[Фрагменты набора данных для разметки точками]
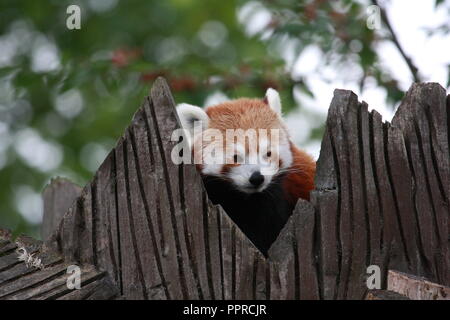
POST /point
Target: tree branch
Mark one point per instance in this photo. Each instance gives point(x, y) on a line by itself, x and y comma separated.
point(411, 66)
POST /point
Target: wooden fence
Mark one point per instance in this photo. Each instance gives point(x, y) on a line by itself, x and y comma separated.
point(143, 228)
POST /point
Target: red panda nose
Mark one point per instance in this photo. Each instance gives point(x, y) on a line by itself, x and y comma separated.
point(256, 179)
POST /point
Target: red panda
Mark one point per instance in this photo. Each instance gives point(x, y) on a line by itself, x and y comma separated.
point(259, 203)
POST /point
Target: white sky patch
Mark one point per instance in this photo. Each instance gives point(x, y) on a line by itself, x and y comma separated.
point(102, 5)
point(69, 104)
point(411, 20)
point(29, 204)
point(45, 55)
point(213, 33)
point(37, 152)
point(254, 16)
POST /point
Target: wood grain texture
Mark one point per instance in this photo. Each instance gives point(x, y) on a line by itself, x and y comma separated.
point(381, 197)
point(19, 281)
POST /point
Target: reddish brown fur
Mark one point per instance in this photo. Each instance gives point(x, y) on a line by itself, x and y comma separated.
point(300, 182)
point(246, 114)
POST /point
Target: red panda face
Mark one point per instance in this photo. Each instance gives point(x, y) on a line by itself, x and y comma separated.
point(243, 141)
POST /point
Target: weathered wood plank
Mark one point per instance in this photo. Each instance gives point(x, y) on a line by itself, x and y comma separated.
point(416, 288)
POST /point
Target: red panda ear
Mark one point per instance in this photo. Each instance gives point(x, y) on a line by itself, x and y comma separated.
point(272, 99)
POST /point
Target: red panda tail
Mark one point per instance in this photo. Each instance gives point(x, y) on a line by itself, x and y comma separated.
point(300, 180)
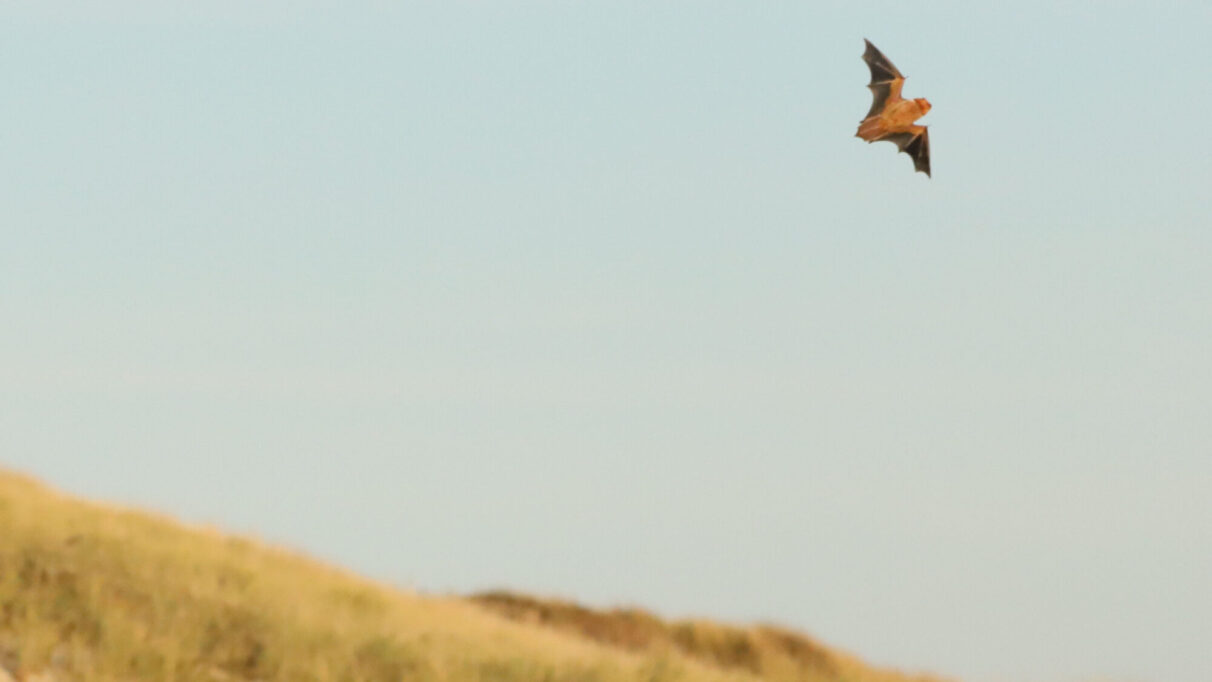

Задание
Перепишите все строки выше, подставив «image» вместо «photo», а всё остальное оставьте без изменений. Картинки в ответ не включайте.

Правильный ответ
POST /point
Target: tree branch
Mark one point per instance in this image. Each instance gives point(x, y) on a line by itself, x and y comma separated.
point(411, 66)
POST /point
Target: wooden fence
Mark one point per instance in this image. Each instance gives point(x, y) on a line by itself, x and y comma separated.
point(143, 228)
POST /point
Target: red panda nose
Mark one point per instance in this image. Each instance gives point(x, y) on a line by itself, x and y comma separated.
point(256, 179)
POST /point
Target: red panda
Mark one point per instance in this image. Each instance gives point(x, y) on a line by itself, x and y comma separated.
point(259, 203)
POST /point
Target: white sky patch
Mark one point per instance in this image. Each instance gives point(x, y) on a line by itself, x and y comma separated.
point(102, 5)
point(69, 104)
point(411, 20)
point(29, 204)
point(45, 55)
point(213, 33)
point(37, 152)
point(254, 16)
POST /point
Target: wood grain texture
Mark one point per instance in this image. Each instance gives point(x, y) on a line by itself, x and y comma separated.
point(381, 197)
point(19, 281)
POST /point
Target: reddish brown fur
Mark one point per instance in this image. Each instance gives point(x, y) on a line by itself, x and y comma separated.
point(300, 182)
point(246, 114)
POST /point
Target: red panda face
Mark one point per instance in this image. Each instance gives point(x, y) on a line by itself, x and y comma separated.
point(243, 141)
POST /point
Target: weathered wood plank
Mark one point per instance in this image. Each instance gives point(x, y) on a line by itself, x and y comma separated.
point(416, 288)
POST /point
Target: red panda ear
Mark one point per instance in this image. Each instance gives point(x, y) on a line by itself, x and y comma separated.
point(272, 99)
POST /point
Target: red panda tail
Mark one point per instance in this image. Each instance gives point(x, y) on a line by itself, x and y comma separated.
point(300, 180)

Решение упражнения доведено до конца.